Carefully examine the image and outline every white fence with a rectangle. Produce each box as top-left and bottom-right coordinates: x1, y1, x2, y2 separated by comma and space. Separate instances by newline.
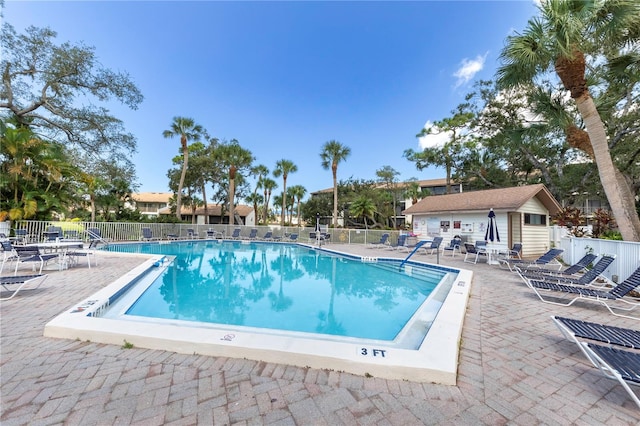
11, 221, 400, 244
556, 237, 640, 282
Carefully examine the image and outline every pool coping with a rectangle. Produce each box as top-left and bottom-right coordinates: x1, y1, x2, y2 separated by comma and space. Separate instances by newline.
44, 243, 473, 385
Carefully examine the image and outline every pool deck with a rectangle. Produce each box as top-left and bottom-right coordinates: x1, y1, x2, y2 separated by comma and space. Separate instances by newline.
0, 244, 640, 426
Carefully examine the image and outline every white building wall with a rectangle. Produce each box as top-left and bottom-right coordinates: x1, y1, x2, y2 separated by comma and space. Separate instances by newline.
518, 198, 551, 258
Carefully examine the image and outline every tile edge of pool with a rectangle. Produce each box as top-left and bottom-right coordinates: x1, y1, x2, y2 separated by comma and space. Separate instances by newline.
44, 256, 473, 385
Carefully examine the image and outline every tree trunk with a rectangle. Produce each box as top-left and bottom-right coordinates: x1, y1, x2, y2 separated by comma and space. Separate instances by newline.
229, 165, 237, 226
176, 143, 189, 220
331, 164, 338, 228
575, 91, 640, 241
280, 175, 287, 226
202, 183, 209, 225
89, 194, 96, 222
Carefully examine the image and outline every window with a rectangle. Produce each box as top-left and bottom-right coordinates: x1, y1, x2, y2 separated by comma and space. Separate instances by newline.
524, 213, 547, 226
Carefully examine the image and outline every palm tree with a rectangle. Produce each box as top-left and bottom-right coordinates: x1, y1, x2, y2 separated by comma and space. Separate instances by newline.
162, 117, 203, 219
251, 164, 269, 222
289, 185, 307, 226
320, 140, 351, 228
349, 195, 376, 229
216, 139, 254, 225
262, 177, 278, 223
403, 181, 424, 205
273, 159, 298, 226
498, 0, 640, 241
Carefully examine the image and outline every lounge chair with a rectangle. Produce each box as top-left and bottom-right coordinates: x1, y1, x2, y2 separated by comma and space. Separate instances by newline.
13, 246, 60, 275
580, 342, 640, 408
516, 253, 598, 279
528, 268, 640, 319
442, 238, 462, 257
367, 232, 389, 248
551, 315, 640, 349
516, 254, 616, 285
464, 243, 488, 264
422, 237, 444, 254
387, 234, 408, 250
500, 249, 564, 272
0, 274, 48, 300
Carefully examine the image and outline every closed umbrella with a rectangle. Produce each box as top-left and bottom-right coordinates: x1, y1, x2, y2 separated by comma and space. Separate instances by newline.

· · · ·

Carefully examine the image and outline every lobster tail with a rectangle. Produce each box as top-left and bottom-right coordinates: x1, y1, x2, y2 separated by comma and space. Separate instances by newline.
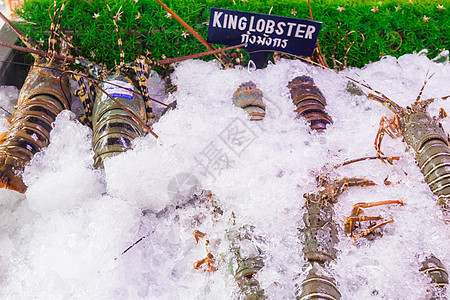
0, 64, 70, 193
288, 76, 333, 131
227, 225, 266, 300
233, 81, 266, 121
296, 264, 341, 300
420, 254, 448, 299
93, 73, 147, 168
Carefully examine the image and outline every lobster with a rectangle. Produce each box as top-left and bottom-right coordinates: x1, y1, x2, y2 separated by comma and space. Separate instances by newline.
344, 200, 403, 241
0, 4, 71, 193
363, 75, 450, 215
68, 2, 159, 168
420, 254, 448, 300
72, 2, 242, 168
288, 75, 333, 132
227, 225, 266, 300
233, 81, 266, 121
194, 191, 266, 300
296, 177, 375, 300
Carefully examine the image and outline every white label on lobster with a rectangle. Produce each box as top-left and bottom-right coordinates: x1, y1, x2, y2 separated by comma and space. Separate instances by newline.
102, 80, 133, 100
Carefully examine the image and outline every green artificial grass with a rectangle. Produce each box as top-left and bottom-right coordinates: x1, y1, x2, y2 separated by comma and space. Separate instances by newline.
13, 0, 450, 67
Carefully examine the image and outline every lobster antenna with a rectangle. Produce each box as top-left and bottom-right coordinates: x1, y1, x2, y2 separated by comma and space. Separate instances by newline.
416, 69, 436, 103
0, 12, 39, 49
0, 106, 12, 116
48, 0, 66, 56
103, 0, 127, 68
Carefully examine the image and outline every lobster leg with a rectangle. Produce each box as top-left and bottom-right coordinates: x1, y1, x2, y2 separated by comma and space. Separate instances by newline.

· · · ·

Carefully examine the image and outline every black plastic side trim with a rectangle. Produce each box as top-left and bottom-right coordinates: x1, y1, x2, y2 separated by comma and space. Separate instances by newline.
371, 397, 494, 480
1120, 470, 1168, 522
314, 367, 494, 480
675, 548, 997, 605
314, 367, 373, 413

· · · ·

Return the stretch of the listing from the line containing "Carefully examine the image and outline every green" through the line containing "Carefully examine the image and outline every lobster leg", reproducing each line verbatim.

• [Solution for this exercise]:
Carefully examine the image and outline every green artificial grass with a rectangle. Produce each box as top-left and bottom-right coordinates: x1, y1, x2, y2 separated by comma and space. Separate instances by newline.
13, 0, 450, 67
Carefully examine the image and outline every lobster antenna with a rectangle. Produce each box as top-left and bottom-right coordinates: x1, y1, x2, y2 separated by comma and space. Separate instances by newline.
416, 69, 436, 103
0, 12, 39, 49
0, 106, 12, 116
48, 0, 66, 56
103, 0, 127, 68
Carefully examine the image and outline every lobster leg with a rectangle. Produce each box as top-left and bottom-right coordinates: x1, y1, x2, y2 separated by comma and space. Separate instances by newline.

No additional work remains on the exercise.